• ABOUT THIS TASK
Answer these questions about the blog post on Dijon and the weather.
(a) On what day did the writer go to Dijon for the second time?
(b) To what area's temperature does the writer compare the cold?
(c) What movie does the writer plan to call the worst ever seen?

• PASSAGE FOR REVIEW
Monday, January 16, 2006

D2: dijon-ier

I went to Dijon for the second time on saturday. The last few weeks haven't been the best here, honestly. The weather has sucked, as it undoubtedly sucks nearly everywhere in the Northern Hemisphere. Here, though, it's been foggy. Excuse me, I mean FOGGY. This is how I learned that the french say "it's like pea soup!" too. Well, do we really say that? Perhaps I think it's part of the American vernacular just because it's mentioned in the stop-motion animated version of Rudolph the Red-nosed Reindeer.
Naturally, it's cold here, as well. The temperature is similar to the chicago area. Chicago has the wind (ugh), but the fog does a number, too. The fog makes the cold more liquid and icy, sliding underneath your hat, down your sleeves. You still feel like your eyes might freeze and fall out of their sockets, but perhaps slightly more slowly.

Ok. Sorry. Nothing's more dull than complaining about the weather. I'll stop.

(Similarly, Tim, expect a long treatise on why Two Weeks' Notice is the worst movie I've ever seen, in your next letter.)

• DATA
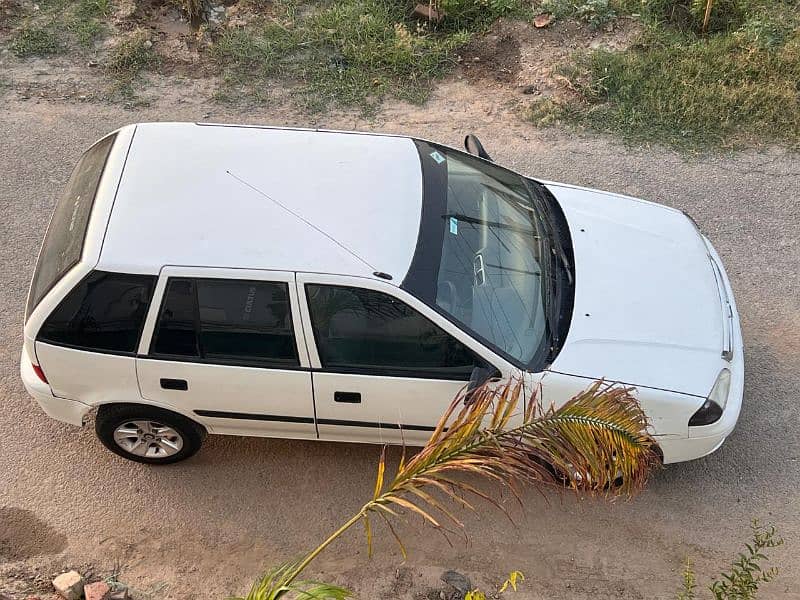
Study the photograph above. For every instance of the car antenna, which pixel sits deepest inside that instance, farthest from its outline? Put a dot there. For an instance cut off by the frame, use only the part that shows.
(375, 272)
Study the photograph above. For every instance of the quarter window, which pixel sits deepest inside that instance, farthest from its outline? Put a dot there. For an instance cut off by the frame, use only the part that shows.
(227, 321)
(359, 329)
(105, 312)
(63, 242)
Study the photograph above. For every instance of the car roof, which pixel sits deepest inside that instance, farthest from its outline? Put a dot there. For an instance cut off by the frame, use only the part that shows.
(227, 196)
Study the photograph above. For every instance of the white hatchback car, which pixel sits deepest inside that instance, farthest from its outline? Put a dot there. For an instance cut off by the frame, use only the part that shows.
(202, 278)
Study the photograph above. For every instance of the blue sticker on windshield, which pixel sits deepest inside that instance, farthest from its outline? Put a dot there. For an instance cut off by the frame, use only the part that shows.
(453, 225)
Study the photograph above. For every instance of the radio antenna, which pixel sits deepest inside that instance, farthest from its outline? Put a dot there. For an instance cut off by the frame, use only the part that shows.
(306, 221)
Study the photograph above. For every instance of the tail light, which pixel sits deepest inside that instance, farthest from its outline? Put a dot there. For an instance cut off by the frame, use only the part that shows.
(39, 373)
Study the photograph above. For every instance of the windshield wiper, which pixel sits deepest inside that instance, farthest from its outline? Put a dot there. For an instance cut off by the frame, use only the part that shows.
(477, 221)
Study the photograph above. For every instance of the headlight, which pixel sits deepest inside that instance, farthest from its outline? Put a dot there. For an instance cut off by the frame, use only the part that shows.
(712, 408)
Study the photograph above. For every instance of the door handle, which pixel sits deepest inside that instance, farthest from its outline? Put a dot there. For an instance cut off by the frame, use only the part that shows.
(175, 384)
(347, 397)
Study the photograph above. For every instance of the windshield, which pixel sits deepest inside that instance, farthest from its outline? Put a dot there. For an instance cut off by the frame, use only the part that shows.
(485, 256)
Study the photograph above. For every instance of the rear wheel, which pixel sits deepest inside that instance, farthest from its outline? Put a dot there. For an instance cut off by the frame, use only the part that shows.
(148, 434)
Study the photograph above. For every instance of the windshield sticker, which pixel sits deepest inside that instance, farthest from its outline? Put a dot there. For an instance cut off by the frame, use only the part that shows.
(453, 225)
(437, 157)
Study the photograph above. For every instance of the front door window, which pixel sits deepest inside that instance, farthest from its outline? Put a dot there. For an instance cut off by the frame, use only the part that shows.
(360, 330)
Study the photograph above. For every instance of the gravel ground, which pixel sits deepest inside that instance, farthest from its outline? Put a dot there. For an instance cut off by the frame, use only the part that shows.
(203, 528)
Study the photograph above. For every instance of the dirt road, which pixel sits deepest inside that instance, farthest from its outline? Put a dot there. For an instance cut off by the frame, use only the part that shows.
(203, 528)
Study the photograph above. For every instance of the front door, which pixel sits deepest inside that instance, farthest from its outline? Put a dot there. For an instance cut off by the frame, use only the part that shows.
(382, 371)
(222, 347)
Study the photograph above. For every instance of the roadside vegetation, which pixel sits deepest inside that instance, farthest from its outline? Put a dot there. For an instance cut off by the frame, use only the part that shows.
(691, 80)
(699, 74)
(351, 52)
(128, 59)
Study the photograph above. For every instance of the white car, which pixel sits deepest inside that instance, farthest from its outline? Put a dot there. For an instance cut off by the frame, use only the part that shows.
(200, 278)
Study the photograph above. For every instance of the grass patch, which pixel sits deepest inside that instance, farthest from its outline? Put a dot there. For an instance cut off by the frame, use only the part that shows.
(85, 20)
(35, 40)
(351, 52)
(740, 85)
(128, 59)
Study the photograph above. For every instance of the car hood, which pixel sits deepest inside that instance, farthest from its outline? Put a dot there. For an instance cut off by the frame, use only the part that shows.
(647, 308)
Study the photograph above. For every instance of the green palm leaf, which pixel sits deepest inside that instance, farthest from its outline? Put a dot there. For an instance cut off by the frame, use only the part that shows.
(597, 443)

• RESPONSE
(a) Saturday.
(b) The Chicago area.
(c) Two Weeks' Notice.